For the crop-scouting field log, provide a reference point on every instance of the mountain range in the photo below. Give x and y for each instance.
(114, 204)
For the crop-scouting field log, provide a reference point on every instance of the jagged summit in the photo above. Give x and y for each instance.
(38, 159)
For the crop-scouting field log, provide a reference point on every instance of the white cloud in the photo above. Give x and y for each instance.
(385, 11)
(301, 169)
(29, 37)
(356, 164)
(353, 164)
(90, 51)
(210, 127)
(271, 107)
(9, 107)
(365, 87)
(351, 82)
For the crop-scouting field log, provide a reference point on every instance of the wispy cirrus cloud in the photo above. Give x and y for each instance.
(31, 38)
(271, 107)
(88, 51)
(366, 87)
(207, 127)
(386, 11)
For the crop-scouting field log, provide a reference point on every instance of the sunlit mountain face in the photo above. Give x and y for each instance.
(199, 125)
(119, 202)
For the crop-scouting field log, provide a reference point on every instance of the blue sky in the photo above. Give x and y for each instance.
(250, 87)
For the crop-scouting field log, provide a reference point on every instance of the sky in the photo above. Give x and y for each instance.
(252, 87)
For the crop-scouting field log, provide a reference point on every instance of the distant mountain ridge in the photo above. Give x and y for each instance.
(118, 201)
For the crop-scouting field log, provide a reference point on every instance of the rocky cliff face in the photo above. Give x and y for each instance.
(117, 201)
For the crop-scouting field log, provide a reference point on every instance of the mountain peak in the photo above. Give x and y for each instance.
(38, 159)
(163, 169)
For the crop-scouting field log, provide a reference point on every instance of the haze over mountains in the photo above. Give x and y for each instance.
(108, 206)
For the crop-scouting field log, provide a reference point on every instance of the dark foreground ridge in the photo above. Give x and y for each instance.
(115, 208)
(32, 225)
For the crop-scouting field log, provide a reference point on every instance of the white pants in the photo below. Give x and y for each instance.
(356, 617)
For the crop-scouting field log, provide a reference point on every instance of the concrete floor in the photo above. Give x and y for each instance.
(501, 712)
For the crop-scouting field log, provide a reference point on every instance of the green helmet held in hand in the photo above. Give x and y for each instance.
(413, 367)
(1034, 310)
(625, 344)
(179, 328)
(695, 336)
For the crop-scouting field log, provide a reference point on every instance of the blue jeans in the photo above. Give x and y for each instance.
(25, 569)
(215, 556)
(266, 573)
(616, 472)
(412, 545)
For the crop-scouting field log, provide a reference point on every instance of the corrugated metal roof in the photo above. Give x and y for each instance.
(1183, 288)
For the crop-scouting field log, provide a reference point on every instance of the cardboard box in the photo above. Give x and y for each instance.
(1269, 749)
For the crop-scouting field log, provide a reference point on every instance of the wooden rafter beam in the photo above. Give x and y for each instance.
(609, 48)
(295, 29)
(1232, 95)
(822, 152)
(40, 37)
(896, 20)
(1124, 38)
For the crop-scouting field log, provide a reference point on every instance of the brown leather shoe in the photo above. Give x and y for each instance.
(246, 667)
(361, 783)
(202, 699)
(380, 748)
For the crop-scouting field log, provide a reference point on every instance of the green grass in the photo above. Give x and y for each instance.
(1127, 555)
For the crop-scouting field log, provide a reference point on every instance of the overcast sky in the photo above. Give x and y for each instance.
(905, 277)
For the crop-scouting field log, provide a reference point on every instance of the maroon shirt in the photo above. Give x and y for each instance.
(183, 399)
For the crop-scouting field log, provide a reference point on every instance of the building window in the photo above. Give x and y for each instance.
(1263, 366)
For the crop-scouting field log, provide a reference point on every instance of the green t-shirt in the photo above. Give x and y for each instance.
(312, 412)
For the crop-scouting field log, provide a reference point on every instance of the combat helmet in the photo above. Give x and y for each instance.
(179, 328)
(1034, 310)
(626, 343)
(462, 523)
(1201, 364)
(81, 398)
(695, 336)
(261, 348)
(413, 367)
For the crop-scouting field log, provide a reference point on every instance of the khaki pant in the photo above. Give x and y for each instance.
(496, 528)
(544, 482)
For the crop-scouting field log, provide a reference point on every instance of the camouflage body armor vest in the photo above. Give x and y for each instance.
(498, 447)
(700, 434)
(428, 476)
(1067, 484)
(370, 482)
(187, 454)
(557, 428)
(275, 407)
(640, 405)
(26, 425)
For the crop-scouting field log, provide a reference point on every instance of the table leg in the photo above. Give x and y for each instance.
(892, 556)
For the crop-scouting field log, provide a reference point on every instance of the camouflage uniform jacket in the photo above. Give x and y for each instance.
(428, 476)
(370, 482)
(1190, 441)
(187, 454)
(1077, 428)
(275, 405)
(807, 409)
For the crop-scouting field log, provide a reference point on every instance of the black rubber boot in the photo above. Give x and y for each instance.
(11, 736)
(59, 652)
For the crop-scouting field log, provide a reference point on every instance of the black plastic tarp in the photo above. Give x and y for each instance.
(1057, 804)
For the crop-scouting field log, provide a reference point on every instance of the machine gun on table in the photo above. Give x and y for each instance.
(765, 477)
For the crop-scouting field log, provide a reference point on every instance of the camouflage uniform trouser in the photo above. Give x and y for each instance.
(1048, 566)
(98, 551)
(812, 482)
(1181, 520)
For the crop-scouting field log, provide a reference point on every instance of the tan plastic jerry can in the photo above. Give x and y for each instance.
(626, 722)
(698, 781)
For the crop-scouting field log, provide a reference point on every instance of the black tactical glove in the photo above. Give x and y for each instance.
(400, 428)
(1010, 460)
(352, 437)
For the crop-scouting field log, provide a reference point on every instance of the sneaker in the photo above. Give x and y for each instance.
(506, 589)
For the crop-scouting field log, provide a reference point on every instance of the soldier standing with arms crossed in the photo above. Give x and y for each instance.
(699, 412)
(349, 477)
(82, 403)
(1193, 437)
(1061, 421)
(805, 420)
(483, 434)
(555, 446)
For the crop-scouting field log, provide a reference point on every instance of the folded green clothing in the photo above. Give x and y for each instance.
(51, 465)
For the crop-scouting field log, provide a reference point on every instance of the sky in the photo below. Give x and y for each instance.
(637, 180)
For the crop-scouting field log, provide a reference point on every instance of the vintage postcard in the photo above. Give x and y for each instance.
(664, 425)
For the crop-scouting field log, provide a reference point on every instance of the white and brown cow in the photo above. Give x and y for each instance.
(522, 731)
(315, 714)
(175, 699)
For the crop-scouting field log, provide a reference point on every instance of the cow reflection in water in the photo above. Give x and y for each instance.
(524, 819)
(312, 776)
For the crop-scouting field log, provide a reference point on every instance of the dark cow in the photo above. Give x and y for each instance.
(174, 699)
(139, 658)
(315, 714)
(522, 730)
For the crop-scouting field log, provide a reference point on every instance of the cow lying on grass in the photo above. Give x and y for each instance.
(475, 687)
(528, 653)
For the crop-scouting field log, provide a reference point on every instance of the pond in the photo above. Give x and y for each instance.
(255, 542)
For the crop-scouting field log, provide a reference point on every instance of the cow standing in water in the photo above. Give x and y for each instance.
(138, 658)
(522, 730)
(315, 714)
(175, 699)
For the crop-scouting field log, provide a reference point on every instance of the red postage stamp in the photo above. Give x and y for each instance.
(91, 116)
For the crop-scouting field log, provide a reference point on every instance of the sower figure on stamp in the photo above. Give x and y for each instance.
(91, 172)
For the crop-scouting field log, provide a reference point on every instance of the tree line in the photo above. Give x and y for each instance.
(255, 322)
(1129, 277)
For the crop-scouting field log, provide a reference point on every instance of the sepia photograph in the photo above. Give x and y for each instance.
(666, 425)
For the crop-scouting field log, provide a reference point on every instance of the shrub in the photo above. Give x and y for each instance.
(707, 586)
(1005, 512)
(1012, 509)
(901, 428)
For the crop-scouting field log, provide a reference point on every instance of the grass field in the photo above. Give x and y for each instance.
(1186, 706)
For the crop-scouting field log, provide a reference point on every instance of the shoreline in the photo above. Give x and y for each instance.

========================================

> [YOUR INSTRUCTIONS]:
Could you format all the data above as a numbered list, leaving out any blank lines?

> [COMPLETE RESPONSE]:
1. For the crop-scouting field log, provide a reference point on every instance of the mountain range in the photo below. Give x and y for each instance.
2. (114, 204)
3. For the crop-scouting field log, provide a reference point on every instance of the jagged summit in the photo above. Give x and y for each instance.
4. (38, 159)
5. For the crop-scouting field log, provide a reference point on every instance of the white cloud in the photo above. Give x and y for each instance.
6. (385, 11)
7. (301, 169)
8. (29, 37)
9. (356, 164)
10. (353, 164)
11. (90, 51)
12. (210, 127)
13. (271, 107)
14. (9, 107)
15. (365, 87)
16. (351, 82)
17. For the crop-scouting field log, provide a reference point on every instance of the wispy cirrus cloud in the photo above. Give x and y for each instance.
18. (31, 38)
19. (271, 107)
20. (88, 51)
21. (366, 87)
22. (207, 127)
23. (386, 11)
24. For the crop-scouting field log, provide a reference point on every instance of the sunlit mountain face in the photo above. Give x and y for each instance.
25. (199, 125)
26. (119, 202)
27. For the crop-scouting field log, provide a reference point on every instance of the blue sky in the photo above. Give x and y for each instance.
28. (250, 87)
29. For the crop-scouting field log, provide a reference point on every instance of the sky in the photo above. Give x and y for each instance.
30. (252, 87)
31. For the crop-scouting field log, provide a reference point on every instance of the distant mountain ridge in the photo above. Give x and y for each instance.
32. (118, 201)
33. For the crop-scouting field log, provide a reference point on every instance of the rocky cliff face in the photo above. Give x and y for each instance.
34. (117, 201)
35. For the crop-scouting field log, provide a reference point on every instance of the mountain peak in the photo above. Give x and y for each instance.
36. (38, 159)
37. (163, 169)
38. For the crop-scouting field log, provide a reference point on every instance of the haze over mountains in the photo above. Give x and y for each instance.
39. (108, 206)
40. For the crop-scouting field log, provide a reference point on every instance of the dark foreground ridge in the photo above. Give x and y for each instance.
41. (115, 208)
42. (32, 225)
43. For the crop-scouting field log, provide a reference point on every instance of the white pants in the photo below. Give x and y for each instance.
44. (356, 617)
45. For the crop-scouting field log, provide a reference point on every instance of the concrete floor in the photo above. Give x and y for each instance.
46. (501, 712)
47. For the crop-scouting field log, provide a reference point on every instance of the green helmet held in hand in the photo above. Give x and y for each instance.
48. (413, 367)
49. (1034, 310)
50. (625, 344)
51. (179, 328)
52. (695, 336)
53. For the crop-scouting field log, provide a reference point on every instance of the blue jeans in the photo above. Give x and y for each instance.
54. (25, 569)
55. (215, 556)
56. (266, 573)
57. (616, 472)
58. (412, 545)
59. For the crop-scouting field log, provide a reference point on every instance of the corrugated metal roof in the photo above. Give x and y for each instance.
60. (1183, 288)
61. For the crop-scouting field log, provide a reference point on every instance of the cardboard box in the photo above. Give x and y for each instance.
62. (1269, 749)
63. For the crop-scouting field log, provide a reference point on every instance of the wooden rafter beam in the photo above. Give x and y for each instance.
64. (609, 48)
65. (295, 29)
66. (1232, 95)
67. (822, 152)
68. (40, 37)
69. (896, 20)
70. (1124, 38)
71. For the crop-scouting field log, provide a reference point on every instance of the brown leather shoe in the photo above. Give x and y for each instance.
72. (246, 667)
73. (361, 783)
74. (202, 699)
75. (380, 748)
76. For the crop-scouting field log, provide a reference point on every instance of the green grass in the photo above. Give x and y for each instance.
77. (1127, 555)
78. For the crop-scouting field log, provide a reference point on every instance of the overcast sky in the photo above. Give x and y for each instance.
79. (905, 277)
80. For the crop-scouting field log, provide a reference point on every instance of the maroon shirt in the photo above. Give x and y for each instance.
81. (183, 399)
82. For the crop-scouting field log, provide a reference point on every instance of the building window in the photo above. Give x and y for each instance.
83. (1263, 366)
84. For the crop-scouting field log, provide a reference point on every instance of the green t-shirt in the photo above. Give x and y for each instance.
85. (312, 412)
86. For the crop-scouting field log, provide a reference point on every instance of the combat helmet in the photo above. Give x and y for each instance.
87. (179, 328)
88. (1034, 310)
89. (626, 343)
90. (462, 523)
91. (1201, 364)
92. (81, 398)
93. (695, 336)
94. (261, 348)
95. (413, 367)
96. For the crop-scouting field log, provide a reference point on every instance of the khaki pant in the photo above. Give x and y for each instance.
97. (496, 528)
98. (544, 482)
99. For the crop-scouting field log, provide a reference point on every instance of the camouflage body armor vest in the photo above. Give x and y for each instance.
100. (498, 447)
101. (700, 434)
102. (428, 476)
103. (1067, 484)
104. (370, 482)
105. (187, 454)
106. (557, 428)
107. (275, 407)
108. (640, 405)
109. (26, 425)
110. For the crop-scouting field log, provide a reference point on every instance of the table leg in the photo above. Give x and y for each instance.
111. (892, 556)
112. For the crop-scouting field log, provide a reference point on every instance of the camouflage uniform jacket in the photo above. Give x and y for each instance.
113. (428, 476)
114. (370, 482)
115. (1190, 441)
116. (187, 454)
117. (1077, 428)
118. (275, 405)
119. (807, 409)
120. For the crop-scouting field log, provide a reference point on every instance of the black rubber boot in the photo above. Give x and y for each instance.
121. (11, 736)
122. (59, 652)
123. For the crop-scouting field log, provide a reference point on every instance of the black plastic tarp in the photo above. Give x and y for each instance.
124. (1057, 804)
125. For the crop-scouting field log, provide a reference point on every instance of the machine gun on table in the photo above. Give x and y for each instance.
126. (765, 477)
127. For the crop-scouting field log, provide a reference point on every instance of the camouflage uniform trouser in the photo above. Give x and y for each instance.
128. (1048, 566)
129. (98, 551)
130. (812, 482)
131. (1181, 520)
132. For the crop-scouting field log, provide a reference point on every instance of the tan plastic jerry can in the photo above. Give x and y for each instance.
133. (626, 722)
134. (698, 781)
135. For the crop-scouting field log, provide a reference point on every instance of the black tactical glove in the photo above. Give x and y for each instance.
136. (400, 428)
137. (1010, 460)
138. (352, 437)
139. For the crop-scouting field log, provide a reference point on every instance of the sneaker in the photo above. Give x and y for each instance.
140. (506, 589)
141. For the crop-scouting field log, provide a reference point on every instance of the soldier standing with arms crossed in the photo above. Give x and y for each instance.
142. (699, 412)
143. (349, 477)
144. (82, 403)
145. (1193, 437)
146. (1061, 421)
147. (805, 420)
148. (483, 434)
149. (555, 446)
150. For the crop-scouting field log, provide a reference point on every instance of the folded green clothing in the photo above. Give x and y for each instance.
151. (51, 465)
152. For the crop-scouting field log, provide a reference point on every instance of the sky in the photo below. Give x and y for each instance.
153. (637, 180)
154. For the crop-scouting field log, provide a reference point on every instance of the vintage postcard in the photo above. Give x and y for each instance.
155. (664, 425)
156. For the crop-scouting field log, provide a reference point on every instance of the white and brown cow in the photo above. Give x and y for each instance.
157. (522, 731)
158. (315, 714)
159. (175, 699)
160. For the crop-scouting field log, provide a reference point on every instance of the cow reflection in water in the photo above. Give x and y for each instance.
161. (524, 819)
162. (312, 776)
163. For the crop-scouting field log, provide a reference point on every instance of the dark cow in the photo above. Give x and y for each instance.
164. (174, 699)
165. (139, 658)
166. (315, 714)
167. (522, 730)
168. For the crop-scouting field log, provide a reference point on every instance of the cow lying on grass in the photo above. Give x and y for each instance.
169. (475, 687)
170. (528, 653)
171. For the crop-scouting field log, provide a reference point on every instance of the pond in the photo above. Give x and y for each instance.
172. (255, 542)
173. For the crop-scouting field log, provide a reference point on every instance of the cow standing in water in the photo above. Give x and y for each instance.
174. (138, 658)
175. (522, 730)
176. (315, 714)
177. (175, 699)
178. For the crop-scouting field log, provide a reference point on every instance of the red postage stamp in the photo above. Give x and y for each instance.
179. (91, 116)
180. For the crop-scouting field log, provide a reference point on every instance of the sower figure on stamp in the photo above. Give x and y for each instance.
181. (91, 172)
182. For the crop-scouting field log, provide a reference point on every instance of the tree line in the photo above. Give x and y for each instance.
183. (255, 322)
184. (1129, 277)
185. For the crop-scouting field log, provide a reference point on every instance of the sepia photograph in the photo above. Give x and y for each instance.
186. (666, 425)
187. For the crop-scouting field log, provide a reference point on every instance of the shrub in the photo above. Give x and y for each instance.
188. (707, 586)
189. (1005, 512)
190. (1012, 509)
191. (901, 428)
192. For the crop-scouting field log, provide a reference point on every instance of the grass field in the photo above. Give x and y for each instance.
193. (1186, 706)
194. For the crop-scouting field log, provide a reference point on every instance of the shoreline in the photo above. Give x and y for each instance.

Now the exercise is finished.